(Point placement entries)
— Start —

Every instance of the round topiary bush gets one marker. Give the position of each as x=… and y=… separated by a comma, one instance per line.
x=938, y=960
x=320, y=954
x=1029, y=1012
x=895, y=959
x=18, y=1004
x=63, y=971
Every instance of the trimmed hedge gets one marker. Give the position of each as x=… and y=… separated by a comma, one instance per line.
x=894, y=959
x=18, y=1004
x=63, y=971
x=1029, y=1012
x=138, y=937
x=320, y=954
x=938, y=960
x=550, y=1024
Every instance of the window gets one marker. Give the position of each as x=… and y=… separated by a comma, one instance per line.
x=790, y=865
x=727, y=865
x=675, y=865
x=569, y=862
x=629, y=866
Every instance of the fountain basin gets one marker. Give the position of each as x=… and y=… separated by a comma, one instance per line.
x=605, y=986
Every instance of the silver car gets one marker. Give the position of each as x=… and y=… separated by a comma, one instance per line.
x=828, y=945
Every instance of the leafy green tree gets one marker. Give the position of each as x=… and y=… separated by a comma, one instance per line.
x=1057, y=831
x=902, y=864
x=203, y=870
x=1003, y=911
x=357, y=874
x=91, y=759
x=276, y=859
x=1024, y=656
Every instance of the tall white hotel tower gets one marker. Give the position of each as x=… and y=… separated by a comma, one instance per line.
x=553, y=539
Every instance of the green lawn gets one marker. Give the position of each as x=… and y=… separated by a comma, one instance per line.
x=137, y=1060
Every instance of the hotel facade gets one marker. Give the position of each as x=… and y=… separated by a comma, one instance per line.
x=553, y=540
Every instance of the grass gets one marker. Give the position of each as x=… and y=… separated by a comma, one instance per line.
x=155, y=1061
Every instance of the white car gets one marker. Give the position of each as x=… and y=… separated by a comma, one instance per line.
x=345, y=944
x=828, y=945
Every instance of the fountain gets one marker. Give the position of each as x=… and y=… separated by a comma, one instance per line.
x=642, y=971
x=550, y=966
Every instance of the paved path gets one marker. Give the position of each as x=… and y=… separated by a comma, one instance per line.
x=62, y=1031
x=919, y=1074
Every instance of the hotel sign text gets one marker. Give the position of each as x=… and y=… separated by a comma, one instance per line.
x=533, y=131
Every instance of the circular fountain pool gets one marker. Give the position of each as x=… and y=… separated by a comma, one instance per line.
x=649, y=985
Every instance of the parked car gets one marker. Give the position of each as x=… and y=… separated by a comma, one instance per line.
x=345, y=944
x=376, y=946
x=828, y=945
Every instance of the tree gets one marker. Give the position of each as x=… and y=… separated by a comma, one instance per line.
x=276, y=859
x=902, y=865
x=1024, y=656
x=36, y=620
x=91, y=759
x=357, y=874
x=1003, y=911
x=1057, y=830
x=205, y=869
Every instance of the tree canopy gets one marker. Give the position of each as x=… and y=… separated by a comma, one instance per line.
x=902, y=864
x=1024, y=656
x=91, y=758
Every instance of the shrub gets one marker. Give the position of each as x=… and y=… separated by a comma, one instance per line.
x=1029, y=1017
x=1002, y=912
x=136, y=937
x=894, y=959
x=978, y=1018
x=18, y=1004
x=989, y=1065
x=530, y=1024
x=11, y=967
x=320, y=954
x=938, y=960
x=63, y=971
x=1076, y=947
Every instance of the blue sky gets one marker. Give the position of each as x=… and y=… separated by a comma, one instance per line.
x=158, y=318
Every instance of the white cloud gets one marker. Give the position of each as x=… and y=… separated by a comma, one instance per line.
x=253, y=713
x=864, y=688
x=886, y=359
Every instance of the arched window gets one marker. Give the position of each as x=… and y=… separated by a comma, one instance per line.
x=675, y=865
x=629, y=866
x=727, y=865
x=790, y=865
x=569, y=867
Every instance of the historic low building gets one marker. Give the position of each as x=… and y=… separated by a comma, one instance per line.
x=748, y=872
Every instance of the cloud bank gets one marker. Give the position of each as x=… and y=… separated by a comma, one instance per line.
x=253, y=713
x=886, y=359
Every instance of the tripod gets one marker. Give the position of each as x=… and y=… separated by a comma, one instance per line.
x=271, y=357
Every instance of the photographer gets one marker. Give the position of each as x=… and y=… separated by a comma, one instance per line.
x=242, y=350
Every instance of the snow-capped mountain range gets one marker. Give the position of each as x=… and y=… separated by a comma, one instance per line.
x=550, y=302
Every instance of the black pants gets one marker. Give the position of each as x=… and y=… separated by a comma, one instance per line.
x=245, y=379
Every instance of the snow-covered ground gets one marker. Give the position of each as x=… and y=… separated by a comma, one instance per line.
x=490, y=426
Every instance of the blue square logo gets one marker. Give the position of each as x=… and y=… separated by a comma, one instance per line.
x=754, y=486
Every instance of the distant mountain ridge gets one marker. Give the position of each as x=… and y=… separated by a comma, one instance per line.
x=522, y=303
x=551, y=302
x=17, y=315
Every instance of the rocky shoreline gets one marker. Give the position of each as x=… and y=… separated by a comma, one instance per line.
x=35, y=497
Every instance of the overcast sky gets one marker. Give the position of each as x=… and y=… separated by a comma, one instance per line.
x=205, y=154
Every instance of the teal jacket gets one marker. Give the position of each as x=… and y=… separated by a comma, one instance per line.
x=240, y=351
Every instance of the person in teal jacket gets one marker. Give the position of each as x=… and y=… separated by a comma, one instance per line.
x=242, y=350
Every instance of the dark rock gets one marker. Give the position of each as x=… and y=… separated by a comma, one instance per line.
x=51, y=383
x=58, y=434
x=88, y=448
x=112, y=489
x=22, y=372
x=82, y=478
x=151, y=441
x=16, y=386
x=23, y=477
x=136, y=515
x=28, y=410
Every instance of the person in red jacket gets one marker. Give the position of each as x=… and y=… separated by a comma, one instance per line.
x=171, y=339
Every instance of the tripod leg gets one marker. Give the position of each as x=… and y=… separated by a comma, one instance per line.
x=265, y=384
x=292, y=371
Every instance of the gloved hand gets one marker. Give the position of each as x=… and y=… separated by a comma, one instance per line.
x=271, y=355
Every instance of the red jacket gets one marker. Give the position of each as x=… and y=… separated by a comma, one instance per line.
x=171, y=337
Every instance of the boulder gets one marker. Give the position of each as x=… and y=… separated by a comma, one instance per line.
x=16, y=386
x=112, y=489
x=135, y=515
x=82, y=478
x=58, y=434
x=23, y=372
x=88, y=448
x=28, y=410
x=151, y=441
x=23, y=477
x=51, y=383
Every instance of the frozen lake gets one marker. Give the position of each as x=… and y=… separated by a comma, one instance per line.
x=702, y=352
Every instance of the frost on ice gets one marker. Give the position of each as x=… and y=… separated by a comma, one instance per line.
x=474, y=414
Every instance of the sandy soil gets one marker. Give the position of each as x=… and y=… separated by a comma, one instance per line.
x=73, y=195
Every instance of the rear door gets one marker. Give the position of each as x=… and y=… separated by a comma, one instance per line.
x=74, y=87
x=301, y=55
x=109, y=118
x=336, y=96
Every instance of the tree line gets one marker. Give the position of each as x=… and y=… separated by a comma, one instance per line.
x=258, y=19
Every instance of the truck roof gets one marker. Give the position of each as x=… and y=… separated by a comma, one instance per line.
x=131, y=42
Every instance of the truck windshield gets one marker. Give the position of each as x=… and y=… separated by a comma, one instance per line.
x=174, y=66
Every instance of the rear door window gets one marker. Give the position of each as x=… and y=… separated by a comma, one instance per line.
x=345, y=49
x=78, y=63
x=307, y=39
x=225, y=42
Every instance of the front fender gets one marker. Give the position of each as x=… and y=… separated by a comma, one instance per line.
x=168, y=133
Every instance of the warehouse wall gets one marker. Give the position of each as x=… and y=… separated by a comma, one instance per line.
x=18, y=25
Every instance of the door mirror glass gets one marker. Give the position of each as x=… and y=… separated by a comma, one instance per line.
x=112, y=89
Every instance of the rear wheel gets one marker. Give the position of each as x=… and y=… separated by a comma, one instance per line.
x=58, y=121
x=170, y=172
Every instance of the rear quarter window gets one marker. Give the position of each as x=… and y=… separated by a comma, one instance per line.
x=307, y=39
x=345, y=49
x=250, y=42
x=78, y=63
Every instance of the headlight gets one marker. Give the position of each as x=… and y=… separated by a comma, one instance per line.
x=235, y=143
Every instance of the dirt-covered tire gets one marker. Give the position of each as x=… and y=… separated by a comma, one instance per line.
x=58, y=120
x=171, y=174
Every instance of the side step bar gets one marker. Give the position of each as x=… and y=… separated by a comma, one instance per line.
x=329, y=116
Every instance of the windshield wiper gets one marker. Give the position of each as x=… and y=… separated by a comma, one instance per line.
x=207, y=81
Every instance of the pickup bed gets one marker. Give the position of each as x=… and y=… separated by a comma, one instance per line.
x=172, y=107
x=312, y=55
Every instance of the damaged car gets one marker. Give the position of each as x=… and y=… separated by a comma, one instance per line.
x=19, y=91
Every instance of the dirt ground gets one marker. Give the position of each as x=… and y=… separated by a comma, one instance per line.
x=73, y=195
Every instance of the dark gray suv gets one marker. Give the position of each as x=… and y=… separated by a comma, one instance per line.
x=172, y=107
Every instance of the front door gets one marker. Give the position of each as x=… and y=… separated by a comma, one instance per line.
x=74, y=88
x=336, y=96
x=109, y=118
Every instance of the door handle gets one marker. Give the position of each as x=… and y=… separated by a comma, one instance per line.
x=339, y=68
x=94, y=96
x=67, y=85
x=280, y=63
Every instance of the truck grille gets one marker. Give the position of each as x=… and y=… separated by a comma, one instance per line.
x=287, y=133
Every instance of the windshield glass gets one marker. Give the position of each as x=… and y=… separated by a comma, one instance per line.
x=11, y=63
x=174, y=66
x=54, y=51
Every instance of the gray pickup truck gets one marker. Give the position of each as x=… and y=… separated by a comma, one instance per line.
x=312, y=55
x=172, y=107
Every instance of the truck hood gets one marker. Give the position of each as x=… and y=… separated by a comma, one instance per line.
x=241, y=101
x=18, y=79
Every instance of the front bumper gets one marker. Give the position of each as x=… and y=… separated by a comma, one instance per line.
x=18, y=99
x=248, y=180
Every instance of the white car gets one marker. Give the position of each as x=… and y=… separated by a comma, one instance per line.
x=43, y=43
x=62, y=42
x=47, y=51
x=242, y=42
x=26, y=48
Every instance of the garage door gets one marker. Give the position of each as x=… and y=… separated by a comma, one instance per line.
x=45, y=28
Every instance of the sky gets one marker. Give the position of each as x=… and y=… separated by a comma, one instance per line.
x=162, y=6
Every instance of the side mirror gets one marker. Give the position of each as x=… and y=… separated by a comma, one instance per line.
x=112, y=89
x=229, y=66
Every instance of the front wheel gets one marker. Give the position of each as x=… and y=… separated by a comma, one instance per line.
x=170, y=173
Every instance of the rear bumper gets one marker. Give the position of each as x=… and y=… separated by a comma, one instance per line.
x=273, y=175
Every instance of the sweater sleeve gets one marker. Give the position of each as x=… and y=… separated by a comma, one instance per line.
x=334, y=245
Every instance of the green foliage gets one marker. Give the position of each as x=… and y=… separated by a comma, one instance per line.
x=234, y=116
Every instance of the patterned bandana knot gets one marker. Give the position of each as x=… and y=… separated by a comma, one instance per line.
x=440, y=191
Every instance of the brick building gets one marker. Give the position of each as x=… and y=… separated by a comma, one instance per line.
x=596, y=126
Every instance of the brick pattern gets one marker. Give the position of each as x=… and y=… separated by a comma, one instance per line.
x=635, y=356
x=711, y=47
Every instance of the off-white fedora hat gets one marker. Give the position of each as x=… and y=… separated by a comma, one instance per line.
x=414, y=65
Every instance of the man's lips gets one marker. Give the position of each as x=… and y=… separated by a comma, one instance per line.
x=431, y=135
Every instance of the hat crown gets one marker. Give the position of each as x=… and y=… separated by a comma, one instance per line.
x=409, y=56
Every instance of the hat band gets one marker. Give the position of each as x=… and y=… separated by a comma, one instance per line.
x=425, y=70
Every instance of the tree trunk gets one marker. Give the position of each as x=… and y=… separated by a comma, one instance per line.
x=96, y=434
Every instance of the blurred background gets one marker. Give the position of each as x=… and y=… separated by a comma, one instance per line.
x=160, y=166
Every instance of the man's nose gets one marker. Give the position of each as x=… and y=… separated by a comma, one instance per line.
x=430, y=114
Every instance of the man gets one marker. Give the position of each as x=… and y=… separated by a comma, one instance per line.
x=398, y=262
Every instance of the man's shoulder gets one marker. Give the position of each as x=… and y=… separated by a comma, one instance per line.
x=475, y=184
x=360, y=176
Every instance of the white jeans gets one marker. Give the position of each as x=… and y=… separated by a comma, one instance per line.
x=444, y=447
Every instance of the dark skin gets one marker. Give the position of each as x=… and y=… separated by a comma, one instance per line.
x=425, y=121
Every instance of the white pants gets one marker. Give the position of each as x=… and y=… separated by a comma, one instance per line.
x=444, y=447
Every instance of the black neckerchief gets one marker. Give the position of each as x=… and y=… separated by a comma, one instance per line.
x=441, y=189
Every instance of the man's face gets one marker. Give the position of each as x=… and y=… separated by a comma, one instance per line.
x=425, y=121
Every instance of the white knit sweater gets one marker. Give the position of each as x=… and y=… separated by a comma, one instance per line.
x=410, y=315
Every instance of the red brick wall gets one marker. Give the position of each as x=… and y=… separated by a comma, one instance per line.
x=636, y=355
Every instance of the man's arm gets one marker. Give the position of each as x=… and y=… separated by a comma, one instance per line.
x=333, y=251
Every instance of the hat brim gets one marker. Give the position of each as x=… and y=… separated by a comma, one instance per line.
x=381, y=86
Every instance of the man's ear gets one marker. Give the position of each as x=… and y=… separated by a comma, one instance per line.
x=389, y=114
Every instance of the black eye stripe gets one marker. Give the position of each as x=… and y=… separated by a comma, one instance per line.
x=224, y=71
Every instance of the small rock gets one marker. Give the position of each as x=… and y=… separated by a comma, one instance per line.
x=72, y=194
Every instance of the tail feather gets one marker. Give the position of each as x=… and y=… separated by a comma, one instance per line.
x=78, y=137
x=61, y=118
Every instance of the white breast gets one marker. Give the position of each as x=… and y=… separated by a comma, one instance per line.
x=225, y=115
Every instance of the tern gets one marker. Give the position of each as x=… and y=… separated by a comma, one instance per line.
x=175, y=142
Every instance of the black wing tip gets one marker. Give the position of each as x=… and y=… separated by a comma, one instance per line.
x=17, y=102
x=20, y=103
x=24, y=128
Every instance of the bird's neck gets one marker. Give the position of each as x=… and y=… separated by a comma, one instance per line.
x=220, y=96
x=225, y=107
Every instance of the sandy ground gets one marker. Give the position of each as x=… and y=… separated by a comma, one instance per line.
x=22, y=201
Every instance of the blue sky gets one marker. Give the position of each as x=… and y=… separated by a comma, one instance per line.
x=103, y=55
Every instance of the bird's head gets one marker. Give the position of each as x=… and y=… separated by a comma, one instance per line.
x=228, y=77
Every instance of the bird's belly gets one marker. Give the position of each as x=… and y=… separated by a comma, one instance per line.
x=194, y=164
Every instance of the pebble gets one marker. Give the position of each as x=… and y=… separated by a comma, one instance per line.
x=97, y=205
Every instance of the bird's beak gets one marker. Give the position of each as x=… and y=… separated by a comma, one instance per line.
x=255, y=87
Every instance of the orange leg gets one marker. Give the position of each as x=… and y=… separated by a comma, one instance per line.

— End —

■ **WHAT NEEDS TO BE DONE**: Lay out everything from the start of the entries down to the line containing "x=137, y=1060", with both of those lines included, as a Markdown table with the columns No. and Text. Put the row number under No. and the line under Text, and leave out any blank lines.

■ **EXPECTED ANSWER**:
| No. | Text |
|---|---|
| 1 | Every instance of the round topiary bush gets one marker. Give the position of each as x=… and y=… separated by a comma, one instance per line. |
| 2 | x=938, y=960 |
| 3 | x=320, y=954 |
| 4 | x=1029, y=1012 |
| 5 | x=895, y=959 |
| 6 | x=18, y=1004 |
| 7 | x=63, y=971 |
| 8 | Every instance of the trimmed hedge gets one marker. Give the position of each as x=… and y=… separated by a comma, one instance per line. |
| 9 | x=894, y=959 |
| 10 | x=18, y=1004 |
| 11 | x=63, y=971 |
| 12 | x=1029, y=1012 |
| 13 | x=138, y=937 |
| 14 | x=320, y=954 |
| 15 | x=938, y=960 |
| 16 | x=550, y=1024 |
| 17 | Every instance of the window gets one marker. Give the position of each as x=… and y=… separated by a comma, one instance per line. |
| 18 | x=790, y=865 |
| 19 | x=727, y=865 |
| 20 | x=675, y=865 |
| 21 | x=569, y=862 |
| 22 | x=629, y=866 |
| 23 | Every instance of the fountain basin gets one marker. Give the position of each as x=… and y=… separated by a comma, one instance per line. |
| 24 | x=605, y=986 |
| 25 | Every instance of the silver car gets one marker. Give the position of each as x=… and y=… separated by a comma, one instance per line. |
| 26 | x=828, y=945 |
| 27 | Every instance of the leafy green tree gets one marker. Give the position of each as x=… and y=… separated by a comma, one instance per line. |
| 28 | x=1057, y=831 |
| 29 | x=902, y=864 |
| 30 | x=203, y=870 |
| 31 | x=1003, y=911 |
| 32 | x=357, y=874 |
| 33 | x=91, y=759 |
| 34 | x=276, y=859 |
| 35 | x=1024, y=656 |
| 36 | Every instance of the tall white hotel tower gets one marker. Give the position of each as x=… and y=… separated by a comma, one instance per line. |
| 37 | x=553, y=539 |
| 38 | Every instance of the green lawn gets one marker. Give the position of each as x=… and y=… separated by a comma, one instance per line. |
| 39 | x=137, y=1060 |